*EXERCISE AIM*. Please copy the AI GTM Transformation page word for word, from "AI GTM Transformation" up to and including "measured in days.".

(PAGE EXTRACT)

AI GTM Transformation
From campaign brief to launched program in one pipeline
Built a "control room" that turns a campaign brief into a live marketing-automation program and a published landing page, gated by one-click approvals in Slack.
Series C B2B SaaS · ~$100M+ ARR
~50 hrs/mo
Execution time saved
Days → minutes
Brief-to-launch time
1-click
Approvals in Slack
Context
A growth-stage B2B SaaS marketing team was launching campaigns constantly, but every launch was a manual relay race. A brief became a marketing-automation program, then a landing page, then a QA pass, then a scramble for sign-off — handed between people and systems, measured in days.
The problem
The work wasn’t hard, it was repetitive and seam-heavy. Each handoff added latency and a chance for error: a mistyped UTM, a program built slightly off-template, an approval lost in a thread. The team’s velocity was capped by coordination overhead, not by ideas.
What I built
A brief-to-launch pipeline — a “revenue control room” — that compresses the relay into one flow. A structured brief drives an LLM-assisted process that provisions the marketing-automation program and publishes the corresponding landing page via the CMS API, on-template and with governed tracking. Approvals happen with one click in Slack, where the team already works, so sign-off no longer blocks the build.
The result
Campaign execution time dropped by roughly 50 hours a month, and brief-to-launch went from days to minutes. Just as important, every launch now follows the same governed path — consistent templates, clean tracking, an audit trail — so speed didn’t come at the cost of quality.
What this means for you
If your team’s launch velocity is capped by handoffs rather than ideas, the fix usually isn’t more headcount — it’s removing the seams. The same pattern (structured input → automated build → governed approval) applies to most high-volume GTM workflows.

(End PAGE EXTRACT)
(SOURCE MATERIAL)

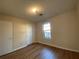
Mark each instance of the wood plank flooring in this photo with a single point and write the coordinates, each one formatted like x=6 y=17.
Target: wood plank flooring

(End SOURCE MATERIAL)

*EXERCISE ANSWER*.
AI GTM Transformation
From campaign brief to launched program in one pipeline
Built a "control room" that turns a campaign brief into a live marketing-automation program and a published landing page, gated by one-click approvals in Slack.
Series C B2B SaaS · ~$100M+ ARR
~50 hrs/mo
Execution time saved
Days → minutes
Brief-to-launch time
1-click
Approvals in Slack
Context
A growth-stage B2B SaaS marketing team was launching campaigns constantly, but every launch was a manual relay race. A brief became a marketing-automation program, then a landing page, then a QA pass, then a scramble for sign-off — handed between people and systems, measured in days.